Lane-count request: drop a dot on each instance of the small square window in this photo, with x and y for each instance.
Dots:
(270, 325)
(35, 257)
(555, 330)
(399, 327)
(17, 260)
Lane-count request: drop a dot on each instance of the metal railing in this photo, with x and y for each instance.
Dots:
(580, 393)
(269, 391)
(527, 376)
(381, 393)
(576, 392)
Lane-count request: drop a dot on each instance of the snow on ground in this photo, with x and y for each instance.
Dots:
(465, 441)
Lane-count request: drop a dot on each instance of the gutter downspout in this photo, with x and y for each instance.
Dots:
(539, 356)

__What the task requires__: Please convert the listing from the line containing "Lane-count request: drop a dot on each instance of the metal" through its final line, inclusive, into a JSON list of strings, one string per line, leaving out any blank lines.

__Exercise output__:
[
  "Lane-count request: drop a dot on each instance of the metal railing in this photo, with x and y for each instance.",
  "Dots:",
  "(580, 393)",
  "(269, 391)",
  "(527, 376)",
  "(381, 393)",
  "(576, 392)",
  "Lane-count request: drop a dot on each instance of the snow on ground in this photo, with x and y for each instance.",
  "Dots:",
  "(465, 441)",
  "Lane-count request: drop a dot on each instance of the gutter downspout in this photo, with x and y for each instance.",
  "Dots:",
  "(539, 356)"
]